§ To do
Count the lines in the records below that contain the string "plage", and reply with that number alone.

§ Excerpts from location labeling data
[start]
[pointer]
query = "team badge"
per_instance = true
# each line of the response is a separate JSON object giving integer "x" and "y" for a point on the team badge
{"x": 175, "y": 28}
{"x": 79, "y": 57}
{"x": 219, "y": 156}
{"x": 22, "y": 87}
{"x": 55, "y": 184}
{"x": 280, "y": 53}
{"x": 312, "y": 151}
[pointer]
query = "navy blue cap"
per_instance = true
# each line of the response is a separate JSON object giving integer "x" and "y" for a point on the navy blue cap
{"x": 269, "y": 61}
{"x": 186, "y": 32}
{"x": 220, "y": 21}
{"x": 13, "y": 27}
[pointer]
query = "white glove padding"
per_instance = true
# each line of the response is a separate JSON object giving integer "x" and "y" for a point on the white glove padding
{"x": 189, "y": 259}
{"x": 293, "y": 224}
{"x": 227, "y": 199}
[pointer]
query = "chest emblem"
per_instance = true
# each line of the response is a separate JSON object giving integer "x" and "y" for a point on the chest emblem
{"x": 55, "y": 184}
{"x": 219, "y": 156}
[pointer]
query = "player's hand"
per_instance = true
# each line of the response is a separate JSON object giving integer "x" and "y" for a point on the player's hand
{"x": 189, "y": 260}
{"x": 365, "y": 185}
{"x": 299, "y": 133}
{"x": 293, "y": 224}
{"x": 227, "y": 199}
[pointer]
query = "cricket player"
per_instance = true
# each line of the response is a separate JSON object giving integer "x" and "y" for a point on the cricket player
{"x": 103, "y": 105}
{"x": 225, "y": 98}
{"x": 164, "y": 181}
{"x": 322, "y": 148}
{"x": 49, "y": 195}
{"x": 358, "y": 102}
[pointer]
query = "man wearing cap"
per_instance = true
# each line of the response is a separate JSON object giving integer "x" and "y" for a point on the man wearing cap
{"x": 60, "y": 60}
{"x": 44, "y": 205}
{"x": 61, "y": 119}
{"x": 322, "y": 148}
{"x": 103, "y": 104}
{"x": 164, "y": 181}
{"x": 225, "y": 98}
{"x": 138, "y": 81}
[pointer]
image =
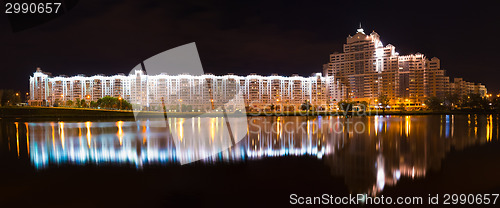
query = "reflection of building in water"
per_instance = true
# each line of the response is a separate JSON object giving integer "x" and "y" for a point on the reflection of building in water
{"x": 388, "y": 149}
{"x": 402, "y": 146}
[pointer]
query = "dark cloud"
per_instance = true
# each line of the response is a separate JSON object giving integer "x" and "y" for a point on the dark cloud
{"x": 249, "y": 36}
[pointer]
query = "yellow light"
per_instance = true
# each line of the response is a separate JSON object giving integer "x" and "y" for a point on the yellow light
{"x": 119, "y": 124}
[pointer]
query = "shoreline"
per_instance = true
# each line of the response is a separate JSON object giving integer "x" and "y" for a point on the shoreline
{"x": 42, "y": 113}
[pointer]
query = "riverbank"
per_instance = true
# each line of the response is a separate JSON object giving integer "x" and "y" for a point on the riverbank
{"x": 63, "y": 112}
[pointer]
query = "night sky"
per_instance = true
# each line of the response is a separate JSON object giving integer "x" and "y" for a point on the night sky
{"x": 242, "y": 37}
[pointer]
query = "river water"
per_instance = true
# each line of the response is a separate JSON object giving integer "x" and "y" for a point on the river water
{"x": 135, "y": 163}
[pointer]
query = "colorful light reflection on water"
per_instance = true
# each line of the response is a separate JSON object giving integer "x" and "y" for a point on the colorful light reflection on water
{"x": 369, "y": 152}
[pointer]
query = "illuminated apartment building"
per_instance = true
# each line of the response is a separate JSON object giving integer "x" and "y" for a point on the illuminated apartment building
{"x": 197, "y": 92}
{"x": 367, "y": 69}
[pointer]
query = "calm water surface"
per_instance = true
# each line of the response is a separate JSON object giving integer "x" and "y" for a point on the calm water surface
{"x": 134, "y": 163}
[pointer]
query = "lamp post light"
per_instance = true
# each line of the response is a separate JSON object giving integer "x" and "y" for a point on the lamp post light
{"x": 120, "y": 99}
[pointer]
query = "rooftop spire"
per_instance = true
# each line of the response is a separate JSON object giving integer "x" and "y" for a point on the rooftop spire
{"x": 360, "y": 29}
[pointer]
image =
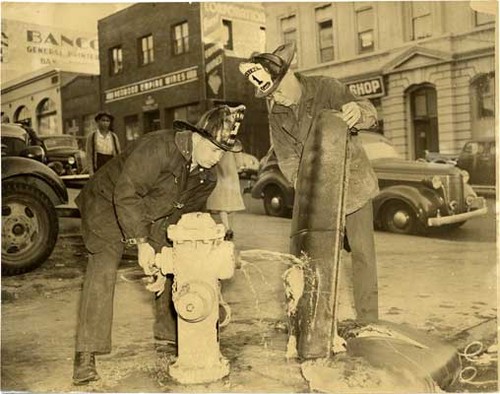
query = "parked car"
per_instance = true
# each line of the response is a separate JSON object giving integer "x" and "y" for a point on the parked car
{"x": 414, "y": 196}
{"x": 478, "y": 158}
{"x": 64, "y": 155}
{"x": 30, "y": 193}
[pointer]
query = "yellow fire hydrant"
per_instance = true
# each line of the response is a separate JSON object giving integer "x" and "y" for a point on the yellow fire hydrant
{"x": 198, "y": 260}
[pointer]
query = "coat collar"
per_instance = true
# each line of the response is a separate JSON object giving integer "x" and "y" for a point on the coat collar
{"x": 184, "y": 142}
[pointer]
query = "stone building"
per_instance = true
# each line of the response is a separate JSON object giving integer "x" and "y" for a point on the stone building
{"x": 428, "y": 67}
{"x": 162, "y": 61}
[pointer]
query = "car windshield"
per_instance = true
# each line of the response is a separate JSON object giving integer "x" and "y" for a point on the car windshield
{"x": 380, "y": 150}
{"x": 60, "y": 142}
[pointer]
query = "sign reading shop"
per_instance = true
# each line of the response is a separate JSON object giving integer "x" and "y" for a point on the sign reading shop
{"x": 150, "y": 85}
{"x": 367, "y": 88}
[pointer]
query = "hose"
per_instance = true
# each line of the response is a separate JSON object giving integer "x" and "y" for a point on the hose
{"x": 473, "y": 353}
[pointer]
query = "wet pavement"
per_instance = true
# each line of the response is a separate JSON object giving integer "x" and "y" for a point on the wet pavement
{"x": 444, "y": 285}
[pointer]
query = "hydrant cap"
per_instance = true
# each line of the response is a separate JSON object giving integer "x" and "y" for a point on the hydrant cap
{"x": 195, "y": 226}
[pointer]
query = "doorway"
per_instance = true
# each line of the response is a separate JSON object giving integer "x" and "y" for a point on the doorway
{"x": 425, "y": 120}
{"x": 152, "y": 121}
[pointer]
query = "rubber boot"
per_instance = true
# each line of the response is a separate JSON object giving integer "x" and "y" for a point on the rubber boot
{"x": 84, "y": 370}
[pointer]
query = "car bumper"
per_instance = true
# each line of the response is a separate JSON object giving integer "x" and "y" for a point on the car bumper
{"x": 479, "y": 209}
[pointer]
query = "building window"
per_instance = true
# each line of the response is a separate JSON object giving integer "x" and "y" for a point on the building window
{"x": 46, "y": 113}
{"x": 180, "y": 38}
{"x": 115, "y": 60}
{"x": 323, "y": 16}
{"x": 132, "y": 130}
{"x": 481, "y": 18}
{"x": 484, "y": 87}
{"x": 421, "y": 19}
{"x": 228, "y": 34}
{"x": 146, "y": 50}
{"x": 289, "y": 29}
{"x": 364, "y": 21}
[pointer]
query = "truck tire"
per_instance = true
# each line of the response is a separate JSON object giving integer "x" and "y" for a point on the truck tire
{"x": 29, "y": 228}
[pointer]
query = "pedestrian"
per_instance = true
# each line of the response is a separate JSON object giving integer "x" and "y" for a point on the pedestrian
{"x": 226, "y": 197}
{"x": 132, "y": 201}
{"x": 102, "y": 144}
{"x": 294, "y": 101}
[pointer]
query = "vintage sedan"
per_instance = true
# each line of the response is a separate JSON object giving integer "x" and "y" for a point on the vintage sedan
{"x": 414, "y": 196}
{"x": 63, "y": 154}
{"x": 478, "y": 158}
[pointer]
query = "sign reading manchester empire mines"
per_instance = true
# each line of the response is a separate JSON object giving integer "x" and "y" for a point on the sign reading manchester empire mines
{"x": 149, "y": 85}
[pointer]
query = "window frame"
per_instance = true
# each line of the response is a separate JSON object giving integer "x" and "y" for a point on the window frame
{"x": 112, "y": 62}
{"x": 149, "y": 50}
{"x": 183, "y": 39}
{"x": 229, "y": 45}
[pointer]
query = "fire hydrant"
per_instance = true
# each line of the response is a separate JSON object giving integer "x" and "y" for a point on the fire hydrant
{"x": 198, "y": 259}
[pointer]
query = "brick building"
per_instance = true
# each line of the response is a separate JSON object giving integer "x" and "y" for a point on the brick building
{"x": 162, "y": 61}
{"x": 428, "y": 67}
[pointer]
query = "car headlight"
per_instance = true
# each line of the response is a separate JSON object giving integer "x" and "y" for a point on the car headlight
{"x": 465, "y": 176}
{"x": 436, "y": 182}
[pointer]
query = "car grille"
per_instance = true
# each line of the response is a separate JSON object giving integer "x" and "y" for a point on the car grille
{"x": 455, "y": 191}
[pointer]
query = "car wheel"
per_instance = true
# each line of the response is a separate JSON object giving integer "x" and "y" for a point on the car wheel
{"x": 29, "y": 228}
{"x": 399, "y": 218}
{"x": 274, "y": 202}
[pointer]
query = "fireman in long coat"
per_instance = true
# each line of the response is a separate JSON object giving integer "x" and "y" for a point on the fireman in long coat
{"x": 131, "y": 200}
{"x": 294, "y": 101}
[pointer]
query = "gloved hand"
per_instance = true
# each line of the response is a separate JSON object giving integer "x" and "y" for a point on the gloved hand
{"x": 351, "y": 113}
{"x": 146, "y": 257}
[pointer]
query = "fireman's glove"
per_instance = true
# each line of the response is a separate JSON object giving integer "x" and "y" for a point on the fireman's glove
{"x": 146, "y": 257}
{"x": 351, "y": 114}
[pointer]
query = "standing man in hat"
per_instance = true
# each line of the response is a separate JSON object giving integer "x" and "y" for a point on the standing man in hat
{"x": 132, "y": 201}
{"x": 102, "y": 144}
{"x": 294, "y": 101}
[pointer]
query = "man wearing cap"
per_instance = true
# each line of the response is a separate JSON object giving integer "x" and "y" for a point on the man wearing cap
{"x": 294, "y": 101}
{"x": 132, "y": 201}
{"x": 102, "y": 144}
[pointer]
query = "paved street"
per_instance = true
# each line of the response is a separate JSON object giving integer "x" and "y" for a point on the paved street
{"x": 441, "y": 284}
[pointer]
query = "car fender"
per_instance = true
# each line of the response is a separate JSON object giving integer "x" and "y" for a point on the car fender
{"x": 37, "y": 174}
{"x": 424, "y": 201}
{"x": 277, "y": 179}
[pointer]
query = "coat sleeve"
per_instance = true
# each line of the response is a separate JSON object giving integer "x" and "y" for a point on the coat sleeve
{"x": 140, "y": 173}
{"x": 338, "y": 95}
{"x": 89, "y": 151}
{"x": 286, "y": 149}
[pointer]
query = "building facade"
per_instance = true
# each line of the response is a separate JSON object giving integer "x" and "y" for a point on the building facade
{"x": 40, "y": 98}
{"x": 428, "y": 67}
{"x": 166, "y": 61}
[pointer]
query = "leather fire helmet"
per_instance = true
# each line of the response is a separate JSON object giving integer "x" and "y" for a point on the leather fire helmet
{"x": 220, "y": 125}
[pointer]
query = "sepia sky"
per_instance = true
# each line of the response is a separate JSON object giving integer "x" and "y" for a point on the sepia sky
{"x": 78, "y": 16}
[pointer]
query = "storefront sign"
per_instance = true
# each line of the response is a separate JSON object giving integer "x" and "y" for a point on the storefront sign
{"x": 28, "y": 47}
{"x": 153, "y": 84}
{"x": 368, "y": 88}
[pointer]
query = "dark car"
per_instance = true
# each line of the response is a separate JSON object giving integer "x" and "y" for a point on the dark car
{"x": 64, "y": 155}
{"x": 30, "y": 193}
{"x": 414, "y": 196}
{"x": 478, "y": 158}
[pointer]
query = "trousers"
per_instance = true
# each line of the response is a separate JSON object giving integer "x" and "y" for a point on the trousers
{"x": 95, "y": 315}
{"x": 359, "y": 229}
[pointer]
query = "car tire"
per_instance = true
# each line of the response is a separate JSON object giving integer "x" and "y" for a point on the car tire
{"x": 274, "y": 202}
{"x": 399, "y": 218}
{"x": 30, "y": 228}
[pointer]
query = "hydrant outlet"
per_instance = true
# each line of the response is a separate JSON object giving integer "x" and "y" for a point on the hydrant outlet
{"x": 195, "y": 302}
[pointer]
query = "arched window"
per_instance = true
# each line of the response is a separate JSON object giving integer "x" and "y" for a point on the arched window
{"x": 46, "y": 113}
{"x": 22, "y": 115}
{"x": 483, "y": 93}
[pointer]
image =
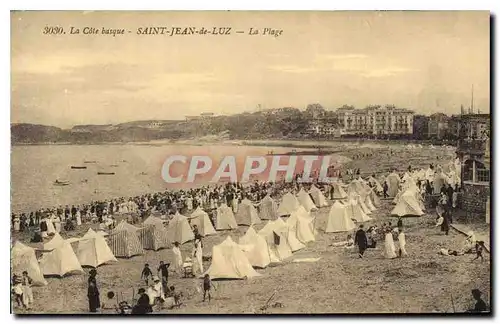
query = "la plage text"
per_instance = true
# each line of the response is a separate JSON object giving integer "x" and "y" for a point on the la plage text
{"x": 167, "y": 31}
{"x": 179, "y": 31}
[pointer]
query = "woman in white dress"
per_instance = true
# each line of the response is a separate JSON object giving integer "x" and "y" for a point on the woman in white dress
[end]
§ Answer for this exercise
2